Data supplied START

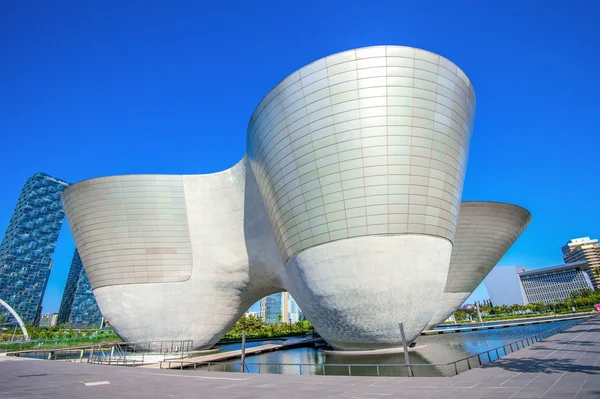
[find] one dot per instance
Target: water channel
(437, 349)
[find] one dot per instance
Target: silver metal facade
(365, 142)
(130, 229)
(349, 198)
(486, 230)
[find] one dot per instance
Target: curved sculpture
(486, 231)
(349, 198)
(17, 317)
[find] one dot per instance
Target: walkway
(564, 366)
(491, 326)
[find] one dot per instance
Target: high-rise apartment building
(279, 308)
(509, 285)
(28, 245)
(78, 306)
(48, 319)
(588, 250)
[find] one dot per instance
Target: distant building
(509, 285)
(504, 285)
(279, 308)
(555, 283)
(28, 245)
(588, 250)
(78, 306)
(48, 319)
(271, 308)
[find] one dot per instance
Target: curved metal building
(349, 198)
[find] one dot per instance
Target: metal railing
(444, 369)
(118, 353)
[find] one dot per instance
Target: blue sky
(93, 88)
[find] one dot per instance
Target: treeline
(255, 327)
(59, 332)
(579, 301)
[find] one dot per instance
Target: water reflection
(438, 349)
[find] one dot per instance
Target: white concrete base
(448, 305)
(356, 291)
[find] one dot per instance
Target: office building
(504, 286)
(279, 308)
(271, 307)
(509, 285)
(554, 284)
(28, 245)
(48, 319)
(78, 306)
(588, 250)
(352, 180)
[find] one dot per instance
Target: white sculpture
(349, 198)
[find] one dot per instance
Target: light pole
(405, 347)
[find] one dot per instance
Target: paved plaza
(564, 366)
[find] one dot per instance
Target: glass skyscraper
(28, 245)
(279, 308)
(78, 306)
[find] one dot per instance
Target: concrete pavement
(564, 366)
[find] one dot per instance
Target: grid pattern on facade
(273, 308)
(588, 250)
(486, 230)
(554, 286)
(368, 141)
(78, 306)
(131, 229)
(28, 245)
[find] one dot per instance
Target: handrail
(527, 341)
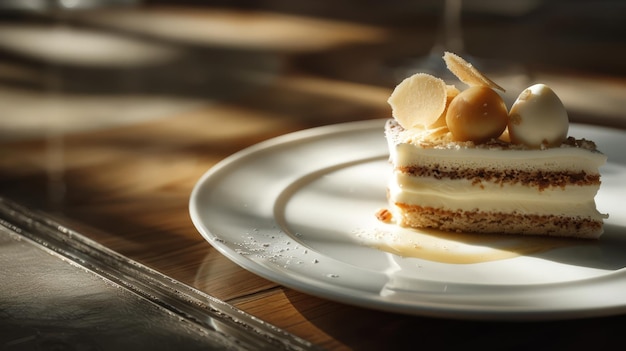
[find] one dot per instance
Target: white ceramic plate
(300, 210)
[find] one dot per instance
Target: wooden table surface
(112, 139)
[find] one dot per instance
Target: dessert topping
(426, 105)
(538, 118)
(418, 101)
(467, 73)
(477, 114)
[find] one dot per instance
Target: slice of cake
(462, 162)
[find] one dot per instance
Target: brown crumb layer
(497, 223)
(538, 179)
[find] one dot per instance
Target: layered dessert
(462, 161)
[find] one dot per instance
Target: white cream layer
(555, 160)
(461, 194)
(458, 195)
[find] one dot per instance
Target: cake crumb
(384, 215)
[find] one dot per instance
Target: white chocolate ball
(538, 118)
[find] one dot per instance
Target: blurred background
(72, 65)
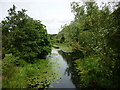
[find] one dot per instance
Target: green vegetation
(96, 33)
(25, 45)
(24, 36)
(37, 75)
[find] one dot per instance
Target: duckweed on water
(37, 75)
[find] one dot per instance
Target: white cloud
(52, 13)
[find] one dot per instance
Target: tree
(24, 37)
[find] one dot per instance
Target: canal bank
(66, 70)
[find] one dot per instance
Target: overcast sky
(52, 13)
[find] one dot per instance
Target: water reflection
(65, 80)
(70, 70)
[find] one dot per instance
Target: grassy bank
(20, 74)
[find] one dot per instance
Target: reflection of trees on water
(71, 71)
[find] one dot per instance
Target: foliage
(24, 36)
(95, 32)
(37, 75)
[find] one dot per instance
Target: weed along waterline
(55, 53)
(65, 80)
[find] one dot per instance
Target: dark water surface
(65, 69)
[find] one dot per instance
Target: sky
(52, 13)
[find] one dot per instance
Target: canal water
(65, 80)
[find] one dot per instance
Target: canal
(65, 69)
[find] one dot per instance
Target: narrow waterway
(65, 80)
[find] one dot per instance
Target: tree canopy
(23, 36)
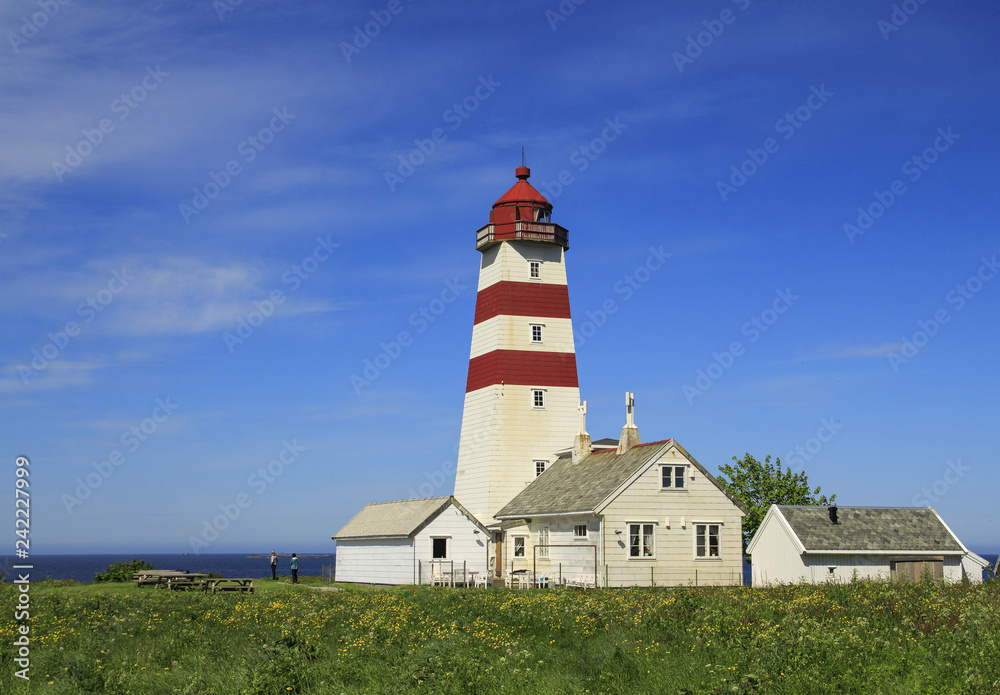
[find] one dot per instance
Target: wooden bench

Data supplied END

What you return should be the full listing, unchanged, minus the pictures.

[find] one dot per instance
Target: water channel
(437, 349)
[find] one dot per instance
Target: silver metal facade
(365, 142)
(130, 229)
(349, 198)
(486, 230)
[find] one dot per instance
Target: curved sculpture
(486, 231)
(349, 198)
(17, 317)
[find] one dot per instance
Target: walkway
(564, 366)
(491, 326)
[find] one dot per instance
Target: high-rise apartment building
(279, 308)
(509, 285)
(28, 245)
(78, 306)
(48, 319)
(588, 250)
[find] one dot per instance
Target: distant building
(509, 285)
(504, 285)
(279, 308)
(555, 283)
(28, 245)
(588, 250)
(78, 306)
(48, 319)
(271, 308)
[find] one dot per instance
Target: curved metal building
(349, 198)
[find] one dot per instance
Target: metal railing
(444, 369)
(118, 353)
[find] one dot per instance
Target: blue sky
(93, 88)
[find] one dot per instance
Target: treeline
(255, 327)
(59, 332)
(579, 301)
[find] one dot per instance
Target: water reflection
(438, 349)
[find] one dot per instance
Target: white concrete base
(448, 305)
(356, 291)
[find] one dot per instance
Target: office building
(504, 286)
(279, 308)
(271, 307)
(509, 285)
(554, 284)
(28, 245)
(48, 319)
(78, 306)
(588, 250)
(352, 180)
[find] one dot per instance
Target: white sculpture
(349, 198)
[find] one dot per instance
Target: light pole
(405, 347)
[find] one dot per instance
Target: paved plaza
(564, 366)
[find] one dot per instance
Target: glass skyscraper
(28, 245)
(279, 308)
(78, 306)
[find] one dot per instance
Target: concrete pavement
(564, 366)
[find] one dot per instance
Target: grid pattern on facade
(273, 308)
(588, 250)
(486, 230)
(554, 286)
(368, 141)
(78, 306)
(131, 229)
(28, 245)
[find] one dot per instance
Target: handrail
(527, 341)
[find] one dot per instance
Target: white ceramic plate
(300, 210)
[find] one dot per instance
Target: wooden table surface
(112, 139)
[find] one dot per instance
Target: dessert topping
(426, 105)
(538, 118)
(418, 101)
(467, 73)
(477, 114)
[find] one dot per instance
Target: slice of cake
(462, 162)
[find] one dot per instance
Target: brown crumb layer
(497, 223)
(538, 179)
[find] one dot per instance
Target: layered dessert
(462, 161)
[find] one dot per instance
Target: white cream layer
(555, 160)
(461, 194)
(458, 195)
[find] one dot per instance
Target: cake crumb
(384, 215)
[find] one dot per instance
Target: white chocolate ball
(538, 118)
[find] one dot per instance
Target: blurred background
(72, 65)
[find] one dot per instance
Target: green vegetation
(96, 33)
(25, 45)
(24, 36)
(37, 75)
[find] one dot per instance
Target: duckweed on water
(37, 75)
[find] one dot per instance
Target: white cloud
(52, 13)
[find] one dot per instance
Target: tree
(24, 37)
[find] one dot per instance
Target: canal bank
(66, 70)
[find] one dot per instance
Target: overcast sky
(52, 13)
[find] one dot per instance
Target: water reflection
(65, 80)
(70, 70)
[find] one dot per instance
Target: grassy bank
(20, 74)
[find] one dot per instance
Target: reflection of trees on water
(71, 71)
[find] one dot per instance
Target: foliage
(24, 36)
(95, 32)
(37, 75)
[find] one dot per instance
Target: weed along waterline
(55, 53)
(65, 80)
[find] one dot per instance
Target: dark water surface
(65, 69)
[find] one dot per instance
Target: sky
(52, 13)
[find] one dot per instance
Target: canal water
(65, 80)
[find] one dot per instance
Target: canal
(65, 69)
[find] one dot per instance
Target: narrow waterway
(65, 80)
[find] one dot per instance
Target: tree canopy
(23, 36)
[find] one dot per instance
Target: wooden bench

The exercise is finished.